*Reading text*:
- Opening Delimiter -

It seems like this would also solve the problem of edge cases. When you are testing, you usually test the happy path. You assume the user will enter a valid name, click save, and move on. But an A-I agent can be told to be a bit chaotic. It can try to enter ten thousand characters into a text field, or click the back button in the middle of a database transaction, or try to upload a P-D-F where an image is expected.

And it does it systematically. That is the key. A human might try a few weird things, but an agent can exhaustively test every combination of inputs. There is a concept called Agentic Behavior Optimization that we talked about back in episode seven hundred and fifty three, and this is a direct application of that. You are optimizing the U-I by observing how an autonomous agent navigates it. It is essentially a feedback loop where the A-I finds the friction, and in some advanced setups, the A-I even proposes the code fix to remove that friction.

Wait, so the A-I could actually suggest the layout change? Like, move this button to the top right because the agent kept missing it?

Yes, we are seeing that in some of the more experimental dev tools this year. The agent says, I failed to find the checkout button three times because it was below the fold on a mobile screen. Recommendation: Move the checkout button to a sticky footer. It can even generate the C-S-S for you.

I am curious about the feedback loop for the developer. If Daniel uses a tool like this on his inventory system, does he just get a big P-D-F report that he has to slog through, or is it more interactive?

The best tools now are giving you a visual replay of the agent's session, overlaid with its thought process. You can actually see the screenshot the agent took, see the bounding boxes it drew around elements, and read a little thought bubble that says, I wanted to find the storage I-D, but I only see a generic label, so I am clicking the edit button to see if it is hidden there. It is incredibly illuminating because you realize, oh, my navigation is not as intuitive as I thought it was. It is like watching a video of a user test, but you can see inside the user's brain.

It is almost like a heat map of confusion. Instead of a heat map of where people click, it is a heat map of where the A-I had to pause and think.

That is a great way to put it. It shows you the hotspots where the agent spent the most time processing or where it had to backtrack. If the agent takes five steps to do something that should take two, you have a friction point. And as Daniel mentioned, this is all happening before the product’s initial release. You are catching these things in the lab, not in production when a customer is already annoyed.

- Closing Delimiter -

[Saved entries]
- Opening Delimiter -

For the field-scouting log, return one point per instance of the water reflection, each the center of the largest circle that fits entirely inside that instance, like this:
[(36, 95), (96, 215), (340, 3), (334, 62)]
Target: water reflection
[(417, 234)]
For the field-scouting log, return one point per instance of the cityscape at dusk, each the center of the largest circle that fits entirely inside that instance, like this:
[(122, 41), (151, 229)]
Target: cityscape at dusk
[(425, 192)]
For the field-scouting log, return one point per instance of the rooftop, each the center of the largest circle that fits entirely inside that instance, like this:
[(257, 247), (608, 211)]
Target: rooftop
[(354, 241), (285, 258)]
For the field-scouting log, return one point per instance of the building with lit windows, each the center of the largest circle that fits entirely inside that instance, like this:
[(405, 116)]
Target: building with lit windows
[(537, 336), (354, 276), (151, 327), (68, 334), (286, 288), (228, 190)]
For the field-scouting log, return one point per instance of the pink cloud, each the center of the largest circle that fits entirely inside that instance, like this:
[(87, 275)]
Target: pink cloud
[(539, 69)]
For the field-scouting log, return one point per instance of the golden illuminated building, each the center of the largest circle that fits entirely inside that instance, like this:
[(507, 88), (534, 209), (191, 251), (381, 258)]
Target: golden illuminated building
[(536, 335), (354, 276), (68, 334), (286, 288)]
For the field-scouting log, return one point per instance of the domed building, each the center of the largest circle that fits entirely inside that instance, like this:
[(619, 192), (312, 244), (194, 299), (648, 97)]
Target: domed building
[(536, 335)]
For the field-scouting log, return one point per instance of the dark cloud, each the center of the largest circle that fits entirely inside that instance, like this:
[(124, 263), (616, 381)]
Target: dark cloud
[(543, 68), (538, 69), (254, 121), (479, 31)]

- Closing Delimiter -

*Exercises to complete*:
a - Summarize the discussion in two sentences.
b - Retype the stretch of the discussion from "That is a great" through "is already annoyed.", word for word.

*Answers to this exercise*:
a - The discussion explains that an AI agent can systematically test chaotic edge cases in a user interface, find points of friction, and, in some setups, even propose fixes such as moving a button and generating the CSS. It adds that the best tools give developers a visual replay of the agent's session with its thought process, revealing where the agent paused or backtracked so that problems are caught before release rather than in production.

b -
That is a great way to put it. It shows you the hotspots where the agent spent the most time processing or where it had to backtrack. If the agent takes five steps to do something that should take two, you have a friction point. And as Daniel mentioned, this is all happening before the product’s initial release. You are catching these things in the lab, not in production when a customer is already annoyed.